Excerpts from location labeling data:
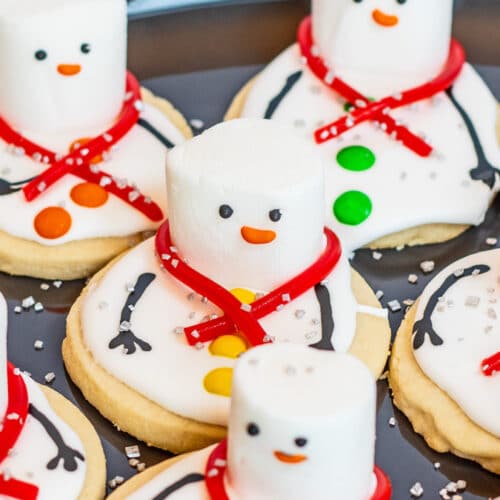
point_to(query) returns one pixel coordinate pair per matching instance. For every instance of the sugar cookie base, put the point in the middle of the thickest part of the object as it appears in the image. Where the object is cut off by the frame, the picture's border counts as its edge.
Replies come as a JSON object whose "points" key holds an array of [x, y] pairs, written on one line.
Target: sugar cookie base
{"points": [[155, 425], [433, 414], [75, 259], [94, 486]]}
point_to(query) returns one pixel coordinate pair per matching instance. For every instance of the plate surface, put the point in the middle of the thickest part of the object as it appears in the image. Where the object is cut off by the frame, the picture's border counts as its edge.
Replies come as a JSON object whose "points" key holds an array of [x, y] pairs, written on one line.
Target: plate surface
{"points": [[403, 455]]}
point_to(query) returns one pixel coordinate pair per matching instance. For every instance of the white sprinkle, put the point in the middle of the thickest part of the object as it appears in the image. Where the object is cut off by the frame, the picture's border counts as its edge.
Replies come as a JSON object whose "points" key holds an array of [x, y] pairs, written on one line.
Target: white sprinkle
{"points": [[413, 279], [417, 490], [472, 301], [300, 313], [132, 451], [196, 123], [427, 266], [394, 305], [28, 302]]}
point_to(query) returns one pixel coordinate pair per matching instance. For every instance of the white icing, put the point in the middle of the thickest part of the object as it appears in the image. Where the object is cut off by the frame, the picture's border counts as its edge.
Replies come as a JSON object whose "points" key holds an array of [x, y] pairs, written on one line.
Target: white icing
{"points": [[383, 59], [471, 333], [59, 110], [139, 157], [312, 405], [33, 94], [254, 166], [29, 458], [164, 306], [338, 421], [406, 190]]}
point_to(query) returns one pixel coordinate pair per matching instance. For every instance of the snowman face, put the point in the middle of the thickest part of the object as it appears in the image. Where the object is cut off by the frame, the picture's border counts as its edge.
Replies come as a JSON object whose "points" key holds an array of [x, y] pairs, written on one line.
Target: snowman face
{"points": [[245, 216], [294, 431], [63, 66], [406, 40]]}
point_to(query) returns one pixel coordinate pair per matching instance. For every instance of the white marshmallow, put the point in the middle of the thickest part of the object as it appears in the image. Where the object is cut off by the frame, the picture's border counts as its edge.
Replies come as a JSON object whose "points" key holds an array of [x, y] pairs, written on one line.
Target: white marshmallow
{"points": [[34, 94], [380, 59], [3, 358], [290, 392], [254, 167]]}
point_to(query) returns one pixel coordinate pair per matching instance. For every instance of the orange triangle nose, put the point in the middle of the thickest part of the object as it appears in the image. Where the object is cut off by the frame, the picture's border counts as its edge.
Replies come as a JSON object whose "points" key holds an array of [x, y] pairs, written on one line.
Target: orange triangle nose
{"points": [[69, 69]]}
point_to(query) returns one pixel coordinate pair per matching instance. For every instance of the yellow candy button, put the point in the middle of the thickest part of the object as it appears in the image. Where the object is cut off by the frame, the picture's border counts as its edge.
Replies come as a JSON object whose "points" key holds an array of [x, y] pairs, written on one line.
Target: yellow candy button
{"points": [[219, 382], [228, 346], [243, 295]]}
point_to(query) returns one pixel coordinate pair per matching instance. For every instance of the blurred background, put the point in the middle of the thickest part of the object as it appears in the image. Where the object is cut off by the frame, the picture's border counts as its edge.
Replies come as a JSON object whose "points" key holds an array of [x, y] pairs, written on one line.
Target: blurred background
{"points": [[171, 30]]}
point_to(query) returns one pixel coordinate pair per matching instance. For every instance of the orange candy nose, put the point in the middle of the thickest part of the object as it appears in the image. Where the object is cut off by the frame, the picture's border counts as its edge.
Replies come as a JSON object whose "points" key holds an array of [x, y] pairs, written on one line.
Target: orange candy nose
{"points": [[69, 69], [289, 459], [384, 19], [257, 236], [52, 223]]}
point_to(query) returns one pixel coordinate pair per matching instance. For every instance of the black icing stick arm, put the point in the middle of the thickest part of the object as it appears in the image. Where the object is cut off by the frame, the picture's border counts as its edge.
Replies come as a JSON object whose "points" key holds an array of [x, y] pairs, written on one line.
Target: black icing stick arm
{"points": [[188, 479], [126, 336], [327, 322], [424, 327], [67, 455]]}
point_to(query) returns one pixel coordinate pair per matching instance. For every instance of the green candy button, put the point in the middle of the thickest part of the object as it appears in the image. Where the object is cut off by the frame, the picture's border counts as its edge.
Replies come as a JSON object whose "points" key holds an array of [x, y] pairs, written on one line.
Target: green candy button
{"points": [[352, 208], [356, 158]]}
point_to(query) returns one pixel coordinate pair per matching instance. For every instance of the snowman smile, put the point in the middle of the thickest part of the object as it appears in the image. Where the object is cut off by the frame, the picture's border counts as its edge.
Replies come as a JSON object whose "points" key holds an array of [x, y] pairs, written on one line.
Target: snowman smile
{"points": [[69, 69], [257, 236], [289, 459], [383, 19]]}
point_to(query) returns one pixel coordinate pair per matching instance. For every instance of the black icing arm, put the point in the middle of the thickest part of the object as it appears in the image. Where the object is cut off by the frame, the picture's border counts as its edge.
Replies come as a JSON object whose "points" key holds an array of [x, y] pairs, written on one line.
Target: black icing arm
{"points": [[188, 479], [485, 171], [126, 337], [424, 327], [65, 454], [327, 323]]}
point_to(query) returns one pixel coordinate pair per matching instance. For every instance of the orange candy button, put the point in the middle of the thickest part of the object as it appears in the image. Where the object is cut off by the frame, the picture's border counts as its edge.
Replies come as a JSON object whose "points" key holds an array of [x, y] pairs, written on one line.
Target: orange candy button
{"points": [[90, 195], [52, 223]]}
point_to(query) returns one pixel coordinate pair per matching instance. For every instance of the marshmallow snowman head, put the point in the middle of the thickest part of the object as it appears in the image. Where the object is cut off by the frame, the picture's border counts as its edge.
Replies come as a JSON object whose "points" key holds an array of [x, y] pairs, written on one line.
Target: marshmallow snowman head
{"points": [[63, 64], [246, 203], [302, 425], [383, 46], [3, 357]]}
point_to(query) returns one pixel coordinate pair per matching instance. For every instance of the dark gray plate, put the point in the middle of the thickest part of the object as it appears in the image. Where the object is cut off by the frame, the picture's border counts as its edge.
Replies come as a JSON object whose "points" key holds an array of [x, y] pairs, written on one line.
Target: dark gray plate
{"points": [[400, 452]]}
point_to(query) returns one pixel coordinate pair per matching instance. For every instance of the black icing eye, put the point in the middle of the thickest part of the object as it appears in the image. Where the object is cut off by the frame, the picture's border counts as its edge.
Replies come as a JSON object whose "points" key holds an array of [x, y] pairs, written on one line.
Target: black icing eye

...

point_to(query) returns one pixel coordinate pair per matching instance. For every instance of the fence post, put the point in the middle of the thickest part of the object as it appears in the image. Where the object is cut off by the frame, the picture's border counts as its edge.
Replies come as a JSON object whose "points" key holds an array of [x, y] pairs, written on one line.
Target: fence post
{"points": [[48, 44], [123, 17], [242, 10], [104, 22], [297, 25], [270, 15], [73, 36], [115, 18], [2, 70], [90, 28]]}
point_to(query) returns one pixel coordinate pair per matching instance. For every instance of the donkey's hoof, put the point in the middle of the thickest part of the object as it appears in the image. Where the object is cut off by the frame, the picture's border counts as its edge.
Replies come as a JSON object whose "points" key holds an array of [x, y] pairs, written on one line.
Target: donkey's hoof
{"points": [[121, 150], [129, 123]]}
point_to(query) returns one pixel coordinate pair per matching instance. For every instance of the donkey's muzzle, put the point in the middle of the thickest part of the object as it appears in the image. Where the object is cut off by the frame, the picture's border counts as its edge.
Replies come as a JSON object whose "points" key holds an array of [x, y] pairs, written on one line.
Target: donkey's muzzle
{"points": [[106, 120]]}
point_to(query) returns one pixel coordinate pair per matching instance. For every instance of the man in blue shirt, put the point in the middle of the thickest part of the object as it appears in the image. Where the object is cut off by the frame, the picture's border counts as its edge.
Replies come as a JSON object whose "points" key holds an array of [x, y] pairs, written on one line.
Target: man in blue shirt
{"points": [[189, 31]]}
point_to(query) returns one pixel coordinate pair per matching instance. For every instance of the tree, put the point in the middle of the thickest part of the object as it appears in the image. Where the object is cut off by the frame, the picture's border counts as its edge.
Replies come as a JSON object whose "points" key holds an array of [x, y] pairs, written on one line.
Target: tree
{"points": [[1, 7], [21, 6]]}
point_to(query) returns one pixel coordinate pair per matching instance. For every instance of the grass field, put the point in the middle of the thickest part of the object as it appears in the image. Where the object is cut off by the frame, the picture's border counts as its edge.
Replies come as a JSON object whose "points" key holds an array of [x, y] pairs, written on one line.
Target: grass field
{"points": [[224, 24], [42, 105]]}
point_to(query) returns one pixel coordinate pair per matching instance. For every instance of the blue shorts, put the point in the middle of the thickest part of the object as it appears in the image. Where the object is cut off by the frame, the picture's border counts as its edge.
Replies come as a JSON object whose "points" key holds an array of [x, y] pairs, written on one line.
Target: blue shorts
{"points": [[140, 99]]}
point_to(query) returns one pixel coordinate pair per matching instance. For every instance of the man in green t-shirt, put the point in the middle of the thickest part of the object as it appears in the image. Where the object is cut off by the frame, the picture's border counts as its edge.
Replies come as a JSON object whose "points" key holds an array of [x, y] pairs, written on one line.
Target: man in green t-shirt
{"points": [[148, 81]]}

==

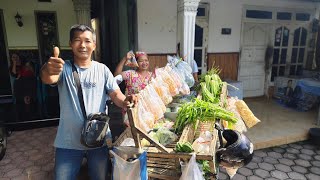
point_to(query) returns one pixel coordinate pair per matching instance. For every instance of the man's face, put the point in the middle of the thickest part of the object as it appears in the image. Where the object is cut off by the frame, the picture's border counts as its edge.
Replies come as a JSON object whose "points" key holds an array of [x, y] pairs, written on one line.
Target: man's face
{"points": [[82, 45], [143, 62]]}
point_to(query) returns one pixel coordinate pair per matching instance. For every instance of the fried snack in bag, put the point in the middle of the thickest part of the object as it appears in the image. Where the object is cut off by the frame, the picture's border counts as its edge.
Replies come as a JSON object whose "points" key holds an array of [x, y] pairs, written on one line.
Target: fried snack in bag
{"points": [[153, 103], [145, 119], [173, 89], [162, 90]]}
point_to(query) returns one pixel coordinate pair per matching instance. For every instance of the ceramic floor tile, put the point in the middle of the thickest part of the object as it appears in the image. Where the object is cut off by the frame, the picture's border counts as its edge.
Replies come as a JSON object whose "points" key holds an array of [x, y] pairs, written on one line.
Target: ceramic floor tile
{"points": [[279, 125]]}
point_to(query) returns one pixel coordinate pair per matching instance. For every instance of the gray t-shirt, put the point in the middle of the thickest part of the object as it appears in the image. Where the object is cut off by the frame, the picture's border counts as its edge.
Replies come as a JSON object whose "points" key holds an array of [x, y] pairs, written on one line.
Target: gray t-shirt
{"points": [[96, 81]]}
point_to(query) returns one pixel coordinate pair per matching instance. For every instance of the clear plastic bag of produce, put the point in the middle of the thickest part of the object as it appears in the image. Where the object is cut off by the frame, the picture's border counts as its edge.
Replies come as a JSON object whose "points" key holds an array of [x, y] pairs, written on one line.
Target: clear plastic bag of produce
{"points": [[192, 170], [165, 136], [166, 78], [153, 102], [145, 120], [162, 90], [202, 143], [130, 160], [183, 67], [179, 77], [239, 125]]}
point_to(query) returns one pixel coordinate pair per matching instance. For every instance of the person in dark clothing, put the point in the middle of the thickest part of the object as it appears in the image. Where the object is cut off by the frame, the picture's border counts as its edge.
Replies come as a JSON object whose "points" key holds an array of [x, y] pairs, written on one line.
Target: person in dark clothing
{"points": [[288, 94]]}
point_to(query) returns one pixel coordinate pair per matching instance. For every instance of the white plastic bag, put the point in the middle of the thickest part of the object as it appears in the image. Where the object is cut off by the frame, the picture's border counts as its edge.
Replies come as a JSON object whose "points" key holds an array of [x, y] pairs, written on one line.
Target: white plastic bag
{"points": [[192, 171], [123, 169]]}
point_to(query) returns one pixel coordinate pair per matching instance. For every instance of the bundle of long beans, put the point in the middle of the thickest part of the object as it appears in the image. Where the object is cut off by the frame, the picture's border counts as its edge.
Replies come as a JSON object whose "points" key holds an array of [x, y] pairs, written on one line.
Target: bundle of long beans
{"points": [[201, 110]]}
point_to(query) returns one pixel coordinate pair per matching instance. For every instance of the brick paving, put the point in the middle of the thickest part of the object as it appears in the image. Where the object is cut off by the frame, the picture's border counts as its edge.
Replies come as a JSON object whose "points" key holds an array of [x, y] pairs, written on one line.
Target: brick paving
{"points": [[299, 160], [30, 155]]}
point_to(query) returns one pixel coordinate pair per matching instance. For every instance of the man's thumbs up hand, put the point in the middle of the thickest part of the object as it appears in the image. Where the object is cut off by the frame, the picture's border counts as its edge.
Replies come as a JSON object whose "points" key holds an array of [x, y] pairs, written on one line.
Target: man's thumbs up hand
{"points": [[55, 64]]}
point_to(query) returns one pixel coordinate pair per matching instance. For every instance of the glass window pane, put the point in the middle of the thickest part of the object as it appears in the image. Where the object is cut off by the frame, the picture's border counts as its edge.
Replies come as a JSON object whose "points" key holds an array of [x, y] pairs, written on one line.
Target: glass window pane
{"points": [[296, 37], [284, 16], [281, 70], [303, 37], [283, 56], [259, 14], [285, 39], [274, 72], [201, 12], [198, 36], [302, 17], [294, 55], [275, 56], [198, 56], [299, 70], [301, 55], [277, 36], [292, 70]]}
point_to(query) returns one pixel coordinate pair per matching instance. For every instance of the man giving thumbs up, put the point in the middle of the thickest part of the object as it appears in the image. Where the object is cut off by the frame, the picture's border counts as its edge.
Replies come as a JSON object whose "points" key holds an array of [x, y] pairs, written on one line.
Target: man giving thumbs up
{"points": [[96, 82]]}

*Exercise objective*. Convert the stretch of the records from the line containing "snowman smile, put" through the line containing "Target: snowman smile" into a Markdown table with the columns Row and Line, numbering each line and omitting blank ones.

*Task result*.
| Row | Line |
|---|---|
| 1 | point_to(query) returns one pixel coordinate pair per matching instance. For every instance of the snowman smile, put the point in the middle of the thickest part of the object as it appears in the image. Where the object is cut off by the frame, the picture's border counts as its edge. |
| 2 | Replies come as a JSON object whose "points" key holds an array of [x, y] pairs, written on one line. |
| 3 | Target: snowman smile |